Aim of the task: Work out how many lines of the data hold the string "green", and reply with that number alone.

Source records:

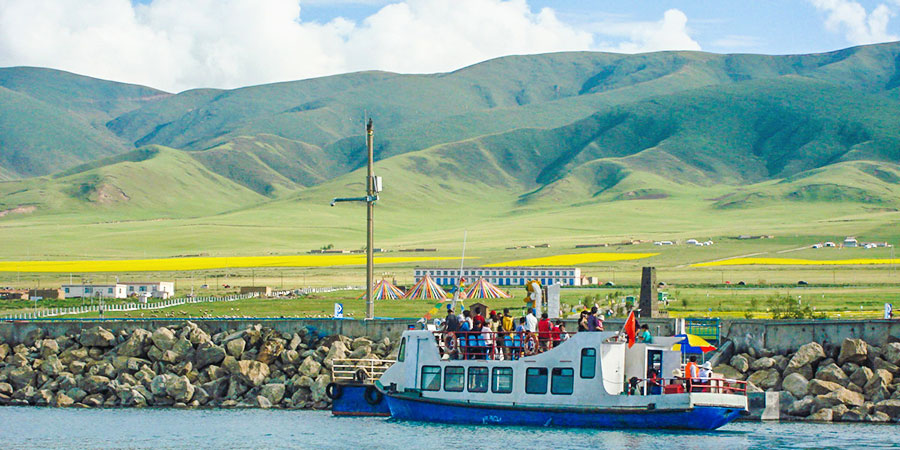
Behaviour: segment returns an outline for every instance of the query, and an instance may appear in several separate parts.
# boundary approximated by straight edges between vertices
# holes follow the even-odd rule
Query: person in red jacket
[[[559,334],[559,326],[562,325],[562,322],[557,320],[555,324],[553,324],[553,328],[550,330],[550,340],[553,344],[553,347],[556,347],[561,342]]]
[[[538,321],[538,341],[540,341],[541,348],[547,350],[550,348],[550,332],[552,331],[553,324],[550,323],[550,319],[547,318],[547,313],[541,314],[541,320]]]

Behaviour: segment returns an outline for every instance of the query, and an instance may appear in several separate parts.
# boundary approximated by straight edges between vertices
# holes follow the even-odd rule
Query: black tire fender
[[[337,383],[328,383],[328,386],[325,386],[325,395],[332,400],[337,400],[344,395],[344,387]]]
[[[381,400],[384,399],[384,394],[376,389],[375,386],[366,386],[366,392],[363,394],[363,397],[366,399],[366,403],[375,406],[381,403]]]

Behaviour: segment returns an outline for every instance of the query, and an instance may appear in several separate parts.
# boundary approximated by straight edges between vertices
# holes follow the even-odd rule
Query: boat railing
[[[515,360],[543,353],[573,332],[435,331],[441,356],[448,359]]]
[[[675,378],[632,378],[627,386],[629,395],[666,395],[687,392],[709,392],[714,394],[747,395],[747,382],[730,378],[711,377],[706,379]]]
[[[395,362],[393,359],[335,359],[331,365],[331,379],[361,383],[377,380]]]

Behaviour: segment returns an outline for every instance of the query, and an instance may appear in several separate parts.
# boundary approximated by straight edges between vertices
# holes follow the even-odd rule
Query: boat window
[[[444,390],[460,392],[466,384],[466,371],[462,366],[447,366],[444,368]]]
[[[525,371],[525,393],[547,393],[547,368],[530,367],[527,371]]]
[[[441,390],[441,368],[438,366],[422,366],[422,390]]]
[[[397,353],[397,362],[403,362],[406,359],[406,338],[400,339],[400,350]]]
[[[469,367],[469,392],[487,392],[487,367]]]
[[[550,392],[553,394],[568,395],[572,393],[575,379],[575,369],[569,367],[555,367],[550,380]]]
[[[512,384],[512,367],[494,367],[491,379],[491,392],[495,394],[509,394],[512,392]]]
[[[597,349],[581,349],[581,378],[594,378],[597,371]]]

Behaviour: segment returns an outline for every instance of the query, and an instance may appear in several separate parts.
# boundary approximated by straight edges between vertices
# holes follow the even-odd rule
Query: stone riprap
[[[385,359],[373,341],[261,325],[210,335],[192,322],[0,341],[0,405],[326,409],[336,359]]]
[[[877,347],[847,338],[780,354],[750,348],[714,372],[747,381],[751,392],[781,391],[782,419],[900,421],[900,342]]]

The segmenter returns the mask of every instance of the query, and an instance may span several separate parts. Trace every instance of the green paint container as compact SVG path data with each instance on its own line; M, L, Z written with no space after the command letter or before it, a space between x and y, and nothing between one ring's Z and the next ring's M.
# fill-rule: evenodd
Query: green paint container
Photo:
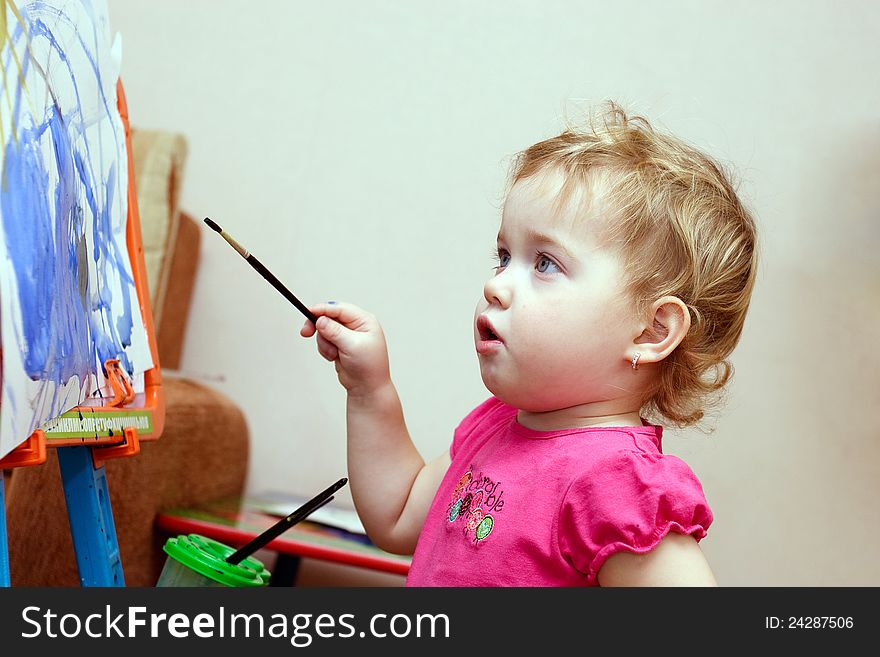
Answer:
M165 567L156 586L266 586L271 573L254 557L231 564L227 557L234 548L218 541L188 534L165 542Z

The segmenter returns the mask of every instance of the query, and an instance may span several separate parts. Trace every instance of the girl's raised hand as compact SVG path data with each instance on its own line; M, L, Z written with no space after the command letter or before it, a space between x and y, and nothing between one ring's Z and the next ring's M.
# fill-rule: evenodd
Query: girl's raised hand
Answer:
M350 303L310 306L317 324L306 321L300 335L317 333L318 353L336 365L339 382L350 396L367 396L391 381L388 348L378 320Z

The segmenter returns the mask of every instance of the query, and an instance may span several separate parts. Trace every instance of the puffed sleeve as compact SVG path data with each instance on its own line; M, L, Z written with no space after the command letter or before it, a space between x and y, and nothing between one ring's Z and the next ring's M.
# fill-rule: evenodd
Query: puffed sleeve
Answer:
M595 585L611 555L648 552L670 531L700 540L711 523L703 487L684 461L621 451L572 482L559 513L559 548Z

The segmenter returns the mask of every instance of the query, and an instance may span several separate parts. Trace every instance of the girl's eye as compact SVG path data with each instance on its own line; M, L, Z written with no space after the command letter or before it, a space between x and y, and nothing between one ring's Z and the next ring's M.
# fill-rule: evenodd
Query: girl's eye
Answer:
M545 256L542 253L538 254L538 260L535 263L535 269L537 269L542 274L546 274L548 271L562 271L555 262L553 262L550 258Z
M496 269L504 269L510 264L510 254L503 249L498 249L495 253L495 260L498 262Z

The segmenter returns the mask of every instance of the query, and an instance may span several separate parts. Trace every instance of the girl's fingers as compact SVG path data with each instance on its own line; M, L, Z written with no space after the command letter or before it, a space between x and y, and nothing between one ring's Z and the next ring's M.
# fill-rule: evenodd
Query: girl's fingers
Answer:
M318 353L330 361L338 360L339 352L347 353L356 344L358 332L373 330L372 315L354 304L327 302L309 307L318 318L315 324L306 321L299 331L304 338L317 338Z
M339 357L339 349L336 348L336 345L326 340L320 333L318 334L318 353L331 362Z
M303 324L302 328L299 330L299 334L304 338L310 338L315 334L315 331L317 331L315 325L309 320L306 320L305 324Z
M306 320L299 334L304 338L316 336L318 353L327 360L336 360L339 357L339 348L334 343L344 343L350 329L333 319L340 314L336 312L334 304L317 304L310 306L309 310L317 316L317 325Z
M318 317L326 315L345 328L356 331L367 323L368 313L352 303L341 301L319 303L309 308Z

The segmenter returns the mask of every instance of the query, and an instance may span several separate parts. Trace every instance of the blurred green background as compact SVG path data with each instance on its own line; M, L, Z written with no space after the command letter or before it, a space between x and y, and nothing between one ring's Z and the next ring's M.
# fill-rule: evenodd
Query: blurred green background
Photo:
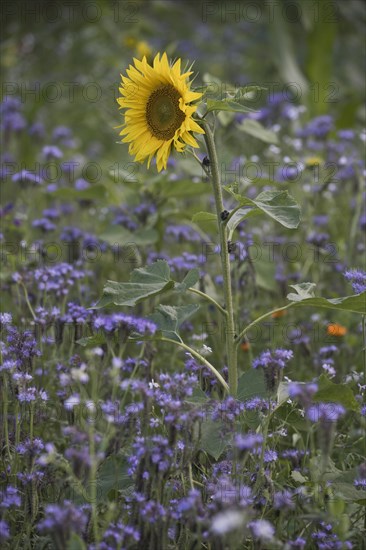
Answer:
M361 0L3 0L1 10L2 95L20 97L30 120L72 127L89 158L128 158L116 144L119 74L163 50L195 61L197 85L208 73L293 93L306 118L330 113L337 128L365 120Z

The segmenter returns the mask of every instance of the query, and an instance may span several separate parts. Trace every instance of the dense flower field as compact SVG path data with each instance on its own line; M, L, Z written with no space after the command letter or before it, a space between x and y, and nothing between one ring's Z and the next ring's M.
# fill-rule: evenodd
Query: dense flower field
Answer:
M1 548L366 548L364 8L265 4L4 2Z

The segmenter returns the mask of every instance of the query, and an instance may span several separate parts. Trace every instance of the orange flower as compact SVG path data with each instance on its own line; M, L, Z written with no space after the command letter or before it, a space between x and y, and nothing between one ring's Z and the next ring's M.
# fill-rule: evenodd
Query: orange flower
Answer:
M339 325L338 323L332 323L331 325L327 326L327 334L329 336L344 336L347 334L347 329L343 325Z
M242 349L243 351L249 351L249 348L250 348L249 342L243 342L242 344L240 344L240 349Z
M272 319L279 319L284 315L287 315L287 311L285 309L283 309L282 311L275 311L274 313L272 313L271 317Z

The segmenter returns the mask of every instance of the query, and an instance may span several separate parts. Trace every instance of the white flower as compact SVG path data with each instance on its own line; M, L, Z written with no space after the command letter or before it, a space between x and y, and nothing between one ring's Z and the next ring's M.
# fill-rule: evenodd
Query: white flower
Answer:
M119 357L113 357L112 366L114 369L120 369L122 367L123 361Z
M206 344L203 344L199 353L205 357L206 355L210 355L210 353L212 353L212 349L209 346L206 346Z
M70 395L64 403L64 407L68 411L72 411L76 405L80 404L80 395L77 393L74 393L73 395Z
M217 535L225 535L234 529L238 529L244 523L244 516L237 510L226 510L212 518L211 530Z
M259 540L272 540L275 534L275 529L269 521L258 519L249 524L253 537Z
M71 369L71 377L75 382L80 382L81 384L86 384L89 382L89 375L86 371L86 364L81 363L78 369Z

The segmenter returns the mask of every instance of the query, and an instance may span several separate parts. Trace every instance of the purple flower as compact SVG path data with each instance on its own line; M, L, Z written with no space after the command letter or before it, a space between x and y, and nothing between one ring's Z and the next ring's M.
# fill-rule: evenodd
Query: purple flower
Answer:
M93 327L96 330L102 329L105 332L114 332L115 330L125 330L127 333L132 331L139 334L154 334L156 325L152 321L126 315L125 313L112 313L111 315L98 315L93 320Z
M0 519L0 542L5 542L8 538L10 538L9 525Z
M224 401L215 403L212 420L233 422L244 410L244 403L234 397L227 397Z
M7 113L15 113L16 111L20 111L22 108L22 102L18 97L12 97L10 95L7 95L3 98L2 102L0 103L0 113L2 115L5 115Z
M272 523L265 519L257 519L251 521L248 525L250 528L253 538L261 541L270 541L274 538L275 528Z
M273 507L275 510L293 510L295 503L293 501L293 494L291 491L278 491L273 495Z
M29 170L17 172L11 179L15 183L31 183L36 185L40 185L42 183L42 178L37 174L33 174L33 172L30 172Z
M251 451L260 447L263 443L263 436L260 434L238 434L235 437L234 445L239 451Z
M266 350L259 357L254 359L253 368L263 368L267 390L273 393L280 380L281 370L286 363L292 359L293 352L288 349Z
M346 141L351 141L355 137L353 130L339 130L337 132L339 139L344 139Z
M18 393L18 401L21 403L30 403L32 401L36 401L37 399L40 401L48 401L47 392L44 390L38 390L34 386L31 386L30 388L26 388Z
M266 464L270 462L276 462L277 459L278 459L277 451L274 451L273 449L267 449L266 451L264 451L263 460Z
M64 156L61 149L56 147L56 145L45 145L42 149L42 154L46 160L61 159Z
M90 187L90 183L83 178L78 178L74 183L74 187L77 191L84 191L84 189L88 189Z
M348 269L343 275L352 284L355 294L360 294L366 290L366 271L356 268Z
M21 505L21 498L16 487L9 485L5 491L0 491L0 508L11 508L15 506L19 508Z
M345 414L345 408L338 403L315 403L306 410L306 416L311 422L337 422Z
M311 120L305 128L298 132L300 137L314 136L324 139L333 129L333 119L329 115L321 115Z
M45 137L45 134L46 134L44 124L42 124L42 122L35 122L29 128L28 133L33 138L43 139Z
M60 217L60 212L57 208L45 208L42 215L50 220L57 220Z
M38 229L41 229L45 233L49 231L54 231L56 229L56 226L54 223L50 222L47 218L40 218L38 220L33 220L32 227L38 227Z
M82 534L87 526L88 516L82 508L77 508L65 500L63 504L49 504L45 517L38 523L41 533L49 533L57 541L57 548L66 548L72 532Z
M33 440L27 438L16 447L18 454L29 457L35 457L41 454L43 450L44 443L39 437L35 437Z
M304 407L310 405L311 399L317 391L318 384L315 382L310 382L308 384L290 382L288 386L288 393L291 399L297 398Z
M10 325L13 321L11 313L0 313L0 325Z
M286 363L293 358L293 355L293 351L288 349L267 350L254 359L253 368L257 369L258 367L263 367L267 369L276 367L283 369Z
M354 486L360 489L366 489L366 479L355 479Z
M324 248L324 246L328 243L328 241L329 241L328 233L318 233L316 231L312 231L306 239L306 242L313 244L318 248Z
M306 540L301 537L297 537L295 540L289 540L288 544L290 545L291 550L304 550Z

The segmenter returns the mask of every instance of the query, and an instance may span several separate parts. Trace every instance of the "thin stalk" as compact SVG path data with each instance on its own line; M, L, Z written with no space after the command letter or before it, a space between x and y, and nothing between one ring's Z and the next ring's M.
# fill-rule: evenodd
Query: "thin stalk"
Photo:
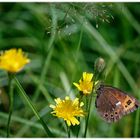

Reply: 4